Doesn't make sense? Don't worry. Within the course of this article, you will find out just what it is that gets your clients attention and how to keep that attention by shifting from solution to problems.

The problem with solutions
When you ask someone what they do, they usually spit out their process that they see as a solution to your problems. So a person who cuts trees and mows the lawns would say, "I cut trees and mow lawns."

I have a lawn mower, so that eliminates him completely, doesn't it?

Bringing the problem to the fore, however, triggers a totally different response altogether. If the same person said, "Do you have a less than immaculate garden?" My response to the query would be, "Yes, maybe I do."

Having established the problem, he now is a position to know that I have a need for his service. Even better, he has brought to my attention a problem I didn't realize I had.

Always work with a problem
If you notice people around you, all of them are beset with problems. If you were to stand up and say, "Who has a cold that they just can't fix?" you will get about 6-7 hands going up instantly.

§ **Your task**
Please pick up the text above on leading with a client's problem rather than your solution and keep writing from its last sentence.

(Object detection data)
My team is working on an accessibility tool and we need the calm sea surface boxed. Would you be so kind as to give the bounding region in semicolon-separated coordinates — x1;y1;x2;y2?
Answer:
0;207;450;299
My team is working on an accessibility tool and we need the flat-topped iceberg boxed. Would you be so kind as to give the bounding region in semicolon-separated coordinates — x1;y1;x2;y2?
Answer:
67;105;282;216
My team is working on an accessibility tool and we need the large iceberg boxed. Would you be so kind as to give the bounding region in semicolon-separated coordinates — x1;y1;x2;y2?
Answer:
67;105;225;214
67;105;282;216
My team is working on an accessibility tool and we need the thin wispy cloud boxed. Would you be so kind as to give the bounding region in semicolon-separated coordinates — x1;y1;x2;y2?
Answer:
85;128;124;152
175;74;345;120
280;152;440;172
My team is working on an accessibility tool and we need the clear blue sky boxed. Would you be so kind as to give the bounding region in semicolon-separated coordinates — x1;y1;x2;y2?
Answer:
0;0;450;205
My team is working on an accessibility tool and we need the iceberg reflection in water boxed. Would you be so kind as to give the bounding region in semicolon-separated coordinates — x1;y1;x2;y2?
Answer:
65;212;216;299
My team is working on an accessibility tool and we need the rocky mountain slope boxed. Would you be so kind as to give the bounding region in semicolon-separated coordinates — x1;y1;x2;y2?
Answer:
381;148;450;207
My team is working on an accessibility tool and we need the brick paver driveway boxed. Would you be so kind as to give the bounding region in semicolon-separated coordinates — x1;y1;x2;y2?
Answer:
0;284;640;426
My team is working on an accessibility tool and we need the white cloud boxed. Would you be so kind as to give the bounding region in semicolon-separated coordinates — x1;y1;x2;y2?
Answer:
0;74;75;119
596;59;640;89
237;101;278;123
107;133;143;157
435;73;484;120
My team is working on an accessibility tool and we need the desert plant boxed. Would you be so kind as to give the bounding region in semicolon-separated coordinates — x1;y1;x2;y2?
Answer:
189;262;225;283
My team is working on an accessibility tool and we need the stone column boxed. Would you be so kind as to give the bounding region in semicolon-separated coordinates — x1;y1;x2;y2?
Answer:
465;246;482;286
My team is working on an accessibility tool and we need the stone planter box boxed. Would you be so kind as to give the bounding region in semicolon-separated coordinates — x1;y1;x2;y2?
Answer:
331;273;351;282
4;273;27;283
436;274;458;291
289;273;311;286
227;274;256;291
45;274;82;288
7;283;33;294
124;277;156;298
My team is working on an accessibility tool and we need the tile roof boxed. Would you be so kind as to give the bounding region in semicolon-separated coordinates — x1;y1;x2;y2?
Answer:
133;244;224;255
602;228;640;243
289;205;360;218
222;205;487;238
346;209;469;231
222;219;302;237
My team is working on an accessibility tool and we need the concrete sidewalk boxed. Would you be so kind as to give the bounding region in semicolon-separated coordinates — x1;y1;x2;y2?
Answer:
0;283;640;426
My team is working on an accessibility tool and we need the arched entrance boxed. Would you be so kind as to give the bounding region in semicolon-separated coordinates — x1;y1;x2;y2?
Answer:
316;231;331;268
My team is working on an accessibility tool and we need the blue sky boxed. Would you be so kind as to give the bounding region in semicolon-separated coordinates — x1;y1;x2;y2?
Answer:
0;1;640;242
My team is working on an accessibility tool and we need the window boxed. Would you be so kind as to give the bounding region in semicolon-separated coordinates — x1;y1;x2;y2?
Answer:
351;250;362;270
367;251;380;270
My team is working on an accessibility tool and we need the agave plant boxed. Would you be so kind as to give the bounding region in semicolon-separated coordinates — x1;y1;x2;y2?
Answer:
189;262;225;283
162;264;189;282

§ **Result for this exercise**
This happens because you're attacking a problem. Obviously, they assume you have the solution, but by bringing their attention to the problem, you are targeting their specific needs. Once you've got their attention, it's now time to make your pitch and give the specific target audience the solution.

The beauty of problems
Solutions fall far short of the mark. Problems however go the full distance and more. If you noticed in the previous example I had two target audiences. One was the immediate target--the people with a cold. The other was the people who were going to get the cold (no doubt from their illustrious colleagues). The secondary audience has no need for my product because it doesn't have the problem. But in a week or so, as the germs move 'homes,' the second audience too will be potential customers.

A solution, on the other hand, does less than a quarter of the job, if at all. It has been proven time and time again that you cannot sell to anyone who doesn't want to buy. The only reason someone would want to buy a product or service from you is because it is solving some problem that is not being tackled currently.

Your first task to is to therefore qualify the problem
Find out what your current client's problem is and then get their attention by reconstructing your statement in a problem-solution-target audience sequence.

Problems tend to perk up the ears of your target audience. Once you've achieved that you then give them the solution (sometimes one crafted specially to their needs), and they understand the concept and respond to it.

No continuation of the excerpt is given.